Petikan yang Diberikan ->
|---|

Well, I believe in my God, totally. Di hari pertama terapi 29 hari ini kujalani, seorang guru sekolah di Tasik ketika itu ikut berbagi pikiran tentang sedekah, yang menjadi tema talk show yang kubawakan saat itu. Ia menekankan betapa niat akhir dari segala pemberian yang kita lakukan pada intinya adalah ekspresi kecintaan kita pada Tuhan. Cinta yang membuat kita selalu membuka diri untuk berbagi pada sesama dan semesta. Kita dan semesta tak pernah bisa dipisahkan. Meski masing-masing hidup dengan logikanya sendiri-sendiri, tapi tetap saja saling terikat dan membutuhkan. Keengganan kita memperhatikan semesta, sama saja enggan memperhatikan diri kita sendiri. Jadi, jangan hanya memberi dengan harap mendapat cash back yang setara. Bukankah rasa damai dan bahagia yang muncul dari diri kita setelah melakukan pemberian jauh lebih tak ternilai, ketimbang nominal pemberian yang kita lakukan?

Targetku hari ini: menghabiskan recehan yang sudah kusiapkan sejak hari Minggu kemarin. Kebetulan hari ini rencananya mau ketemu beberapa teman lama di Plaza Semanggi. Salah satu diantaranya ingin meminjam buku 29 Gifts milikku. Jadilah aku berangkat dengan angkutan favoritku: kereta api. Setelah duduk di dalam kereta, aku mulai berpikir sebaiknya turun di stasiun mana ya untuk menghindari kemacetan. Akhirnya kuputuskan untuk turun di stasiun Gondangdia saja karena aku ingin melakukan pemberian berupa tambahan rezeki bagi supir bajaj. Sebenarnya lebih cepat naik ojek, tapi kalau kupikir-pikir sepertinya tukang bajaj mulai kalah bersaing dengan tukang ojek. Karena itulah aku memilih naik bajaj saja nanti. Kalau ingin berhemat, rute Stasiun Gondangdia-Sarinah-Semanggi sebenarnya memakan ongkos yag lebih mahal dbandingkan rute Stasiun Kota-Semanggi. Tapi, karena pemberian pada supir bajaj itu yang kuinginkan maka biarlah rute pertama yang kuambil.

|---|

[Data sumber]
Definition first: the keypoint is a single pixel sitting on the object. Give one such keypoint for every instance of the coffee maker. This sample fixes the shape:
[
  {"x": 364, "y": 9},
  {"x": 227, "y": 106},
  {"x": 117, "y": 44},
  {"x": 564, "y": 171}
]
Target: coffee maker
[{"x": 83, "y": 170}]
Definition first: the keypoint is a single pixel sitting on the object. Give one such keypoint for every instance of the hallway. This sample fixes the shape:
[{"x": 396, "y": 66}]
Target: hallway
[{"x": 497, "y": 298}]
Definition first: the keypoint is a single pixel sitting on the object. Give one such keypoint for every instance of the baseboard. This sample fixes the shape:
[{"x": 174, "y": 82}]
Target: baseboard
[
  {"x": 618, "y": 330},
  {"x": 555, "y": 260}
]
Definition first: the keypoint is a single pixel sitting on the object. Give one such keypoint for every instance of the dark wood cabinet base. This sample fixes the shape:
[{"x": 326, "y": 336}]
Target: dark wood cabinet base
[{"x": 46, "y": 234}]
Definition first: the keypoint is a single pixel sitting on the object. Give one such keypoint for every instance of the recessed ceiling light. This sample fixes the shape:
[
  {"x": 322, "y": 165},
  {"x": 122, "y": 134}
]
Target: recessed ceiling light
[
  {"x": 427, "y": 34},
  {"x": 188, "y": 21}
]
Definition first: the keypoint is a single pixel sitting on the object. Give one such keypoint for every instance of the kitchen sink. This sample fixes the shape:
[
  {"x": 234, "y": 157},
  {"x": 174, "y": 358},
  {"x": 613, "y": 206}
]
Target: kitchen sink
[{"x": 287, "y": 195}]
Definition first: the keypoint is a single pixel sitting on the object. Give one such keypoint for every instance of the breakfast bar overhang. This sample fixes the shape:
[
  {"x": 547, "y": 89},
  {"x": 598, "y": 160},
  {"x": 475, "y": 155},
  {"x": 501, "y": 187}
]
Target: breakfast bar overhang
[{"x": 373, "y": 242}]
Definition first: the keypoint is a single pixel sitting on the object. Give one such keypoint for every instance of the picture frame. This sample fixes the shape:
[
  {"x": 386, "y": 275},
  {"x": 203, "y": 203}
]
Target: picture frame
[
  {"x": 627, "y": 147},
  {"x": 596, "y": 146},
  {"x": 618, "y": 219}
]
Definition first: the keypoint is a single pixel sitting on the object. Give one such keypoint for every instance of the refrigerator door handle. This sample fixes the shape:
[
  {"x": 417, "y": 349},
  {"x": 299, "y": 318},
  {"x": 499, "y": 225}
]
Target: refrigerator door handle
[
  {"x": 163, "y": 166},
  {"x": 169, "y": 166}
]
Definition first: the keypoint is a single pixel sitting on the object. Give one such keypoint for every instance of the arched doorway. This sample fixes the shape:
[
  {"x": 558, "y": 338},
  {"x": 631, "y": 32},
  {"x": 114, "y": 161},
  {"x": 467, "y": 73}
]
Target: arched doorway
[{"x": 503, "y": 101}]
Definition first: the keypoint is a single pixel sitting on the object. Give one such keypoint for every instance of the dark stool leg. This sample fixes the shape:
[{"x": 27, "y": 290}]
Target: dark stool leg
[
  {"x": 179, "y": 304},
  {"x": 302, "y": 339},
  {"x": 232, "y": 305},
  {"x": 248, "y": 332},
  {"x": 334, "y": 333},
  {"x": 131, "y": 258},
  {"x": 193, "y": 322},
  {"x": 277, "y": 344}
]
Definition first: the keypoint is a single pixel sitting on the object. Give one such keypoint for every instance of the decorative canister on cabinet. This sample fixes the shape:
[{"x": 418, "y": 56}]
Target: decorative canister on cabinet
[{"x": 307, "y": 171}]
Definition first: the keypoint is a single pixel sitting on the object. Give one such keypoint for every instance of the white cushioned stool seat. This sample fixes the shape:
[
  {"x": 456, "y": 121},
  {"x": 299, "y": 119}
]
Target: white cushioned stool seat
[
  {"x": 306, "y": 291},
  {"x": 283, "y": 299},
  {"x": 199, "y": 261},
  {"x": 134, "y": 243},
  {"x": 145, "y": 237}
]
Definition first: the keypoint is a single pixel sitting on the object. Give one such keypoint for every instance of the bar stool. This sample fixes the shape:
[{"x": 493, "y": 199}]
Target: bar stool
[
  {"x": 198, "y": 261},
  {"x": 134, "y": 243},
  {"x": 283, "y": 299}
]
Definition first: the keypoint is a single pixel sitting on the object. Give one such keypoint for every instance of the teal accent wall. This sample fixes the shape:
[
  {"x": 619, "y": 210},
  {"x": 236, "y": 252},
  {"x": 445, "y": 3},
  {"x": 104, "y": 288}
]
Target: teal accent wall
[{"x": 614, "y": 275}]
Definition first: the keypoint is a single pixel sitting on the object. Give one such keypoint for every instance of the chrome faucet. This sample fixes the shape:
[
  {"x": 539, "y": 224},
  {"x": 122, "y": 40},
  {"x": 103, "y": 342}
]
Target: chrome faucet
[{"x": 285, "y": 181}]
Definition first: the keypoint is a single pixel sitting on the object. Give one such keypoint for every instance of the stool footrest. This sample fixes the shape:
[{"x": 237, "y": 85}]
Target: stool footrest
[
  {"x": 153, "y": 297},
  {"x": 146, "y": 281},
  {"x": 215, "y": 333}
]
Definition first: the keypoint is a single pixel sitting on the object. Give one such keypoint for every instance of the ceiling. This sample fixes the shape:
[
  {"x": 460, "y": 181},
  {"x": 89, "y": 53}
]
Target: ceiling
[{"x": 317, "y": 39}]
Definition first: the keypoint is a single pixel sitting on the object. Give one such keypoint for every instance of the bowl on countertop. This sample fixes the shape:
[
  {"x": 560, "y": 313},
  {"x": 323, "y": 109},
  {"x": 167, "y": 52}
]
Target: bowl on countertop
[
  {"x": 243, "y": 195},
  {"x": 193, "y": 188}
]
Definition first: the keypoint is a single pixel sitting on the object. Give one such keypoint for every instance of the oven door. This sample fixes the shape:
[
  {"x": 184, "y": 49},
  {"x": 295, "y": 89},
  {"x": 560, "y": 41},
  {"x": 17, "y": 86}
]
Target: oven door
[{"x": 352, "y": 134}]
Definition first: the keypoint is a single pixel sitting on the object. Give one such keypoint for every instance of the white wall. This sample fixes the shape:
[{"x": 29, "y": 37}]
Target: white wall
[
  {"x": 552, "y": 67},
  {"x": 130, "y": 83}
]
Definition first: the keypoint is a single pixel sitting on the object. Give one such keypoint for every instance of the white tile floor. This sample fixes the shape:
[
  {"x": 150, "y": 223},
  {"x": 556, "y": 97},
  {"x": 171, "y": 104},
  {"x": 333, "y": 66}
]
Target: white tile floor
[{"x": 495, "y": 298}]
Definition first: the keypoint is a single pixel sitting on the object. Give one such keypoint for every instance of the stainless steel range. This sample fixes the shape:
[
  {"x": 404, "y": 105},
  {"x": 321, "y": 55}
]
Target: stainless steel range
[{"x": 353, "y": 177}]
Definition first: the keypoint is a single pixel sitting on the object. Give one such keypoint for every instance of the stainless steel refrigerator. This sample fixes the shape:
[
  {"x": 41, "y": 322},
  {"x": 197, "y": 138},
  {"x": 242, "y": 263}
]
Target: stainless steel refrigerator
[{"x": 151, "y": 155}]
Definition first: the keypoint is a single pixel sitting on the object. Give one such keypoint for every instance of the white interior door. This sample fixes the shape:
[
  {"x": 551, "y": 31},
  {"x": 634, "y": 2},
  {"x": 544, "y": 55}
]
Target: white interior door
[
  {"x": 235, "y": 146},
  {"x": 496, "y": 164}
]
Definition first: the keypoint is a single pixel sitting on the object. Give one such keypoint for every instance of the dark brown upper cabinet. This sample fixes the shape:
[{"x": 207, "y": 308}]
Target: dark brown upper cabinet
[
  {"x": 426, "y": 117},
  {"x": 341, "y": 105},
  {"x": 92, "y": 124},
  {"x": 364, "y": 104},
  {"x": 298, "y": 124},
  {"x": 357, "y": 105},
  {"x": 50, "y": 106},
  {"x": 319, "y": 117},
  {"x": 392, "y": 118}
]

|---|

Daftar Tugas ->
A. Sebutkan semua jenis angkutan yang disebut dalam petikan tentang pemberian ini.
B. Ringkaslah petikan tentang pemberian ini dalam dua kalimat.

Jawaban Tugas ->
A. Kereta api, bajaj, dan ojek.

B. Pada hari pertama terapi 29 hari, seorang guru sekolah di Tasik menekankan dalam talk show bertema sedekah bahwa niat akhir dari segala pemberian adalah ekspresi kecintaan pada Tuhan, sehingga kita tidak seharusnya memberi hanya demi balasan yang setara. Penulis berencana menghabiskan recehan dalam perjalanan dengan kereta api untuk bertemu teman lama di Plaza Semanggi dan memilih turun di Stasiun Gondangdia agar dapat memberi tambahan rezeki kepada supir bajaj, meskipun rute itu lebih mahal.